## Available data:
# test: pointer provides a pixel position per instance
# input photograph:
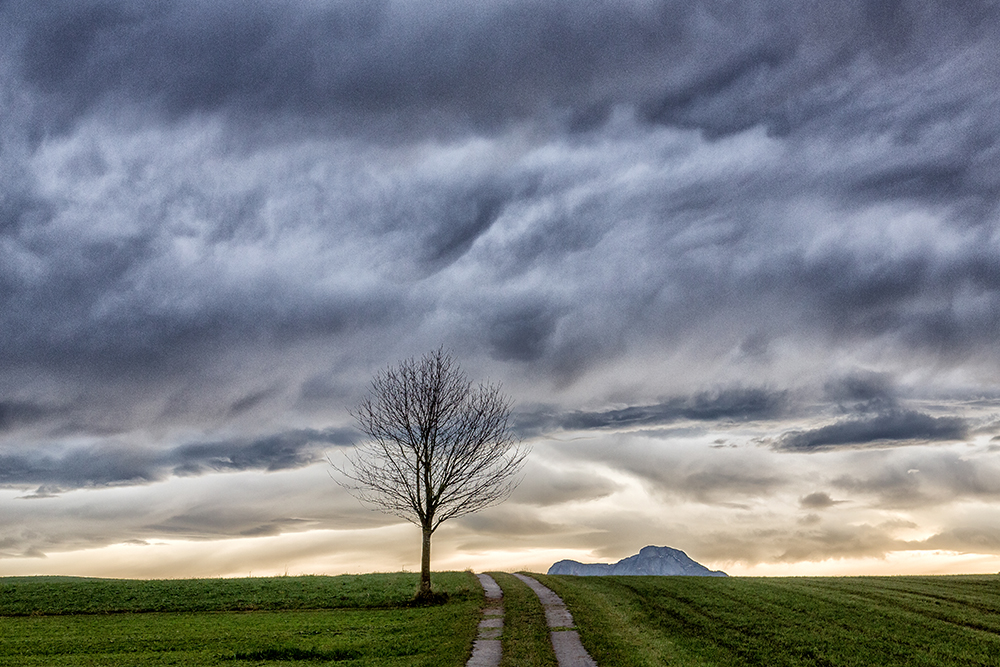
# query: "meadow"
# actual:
--
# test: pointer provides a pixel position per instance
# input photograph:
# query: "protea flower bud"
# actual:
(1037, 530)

## Exercise instructions:
Lines above that have "query": copy each of them.

## Result of this task:
# query: "meadow"
# query: "protea flower bud"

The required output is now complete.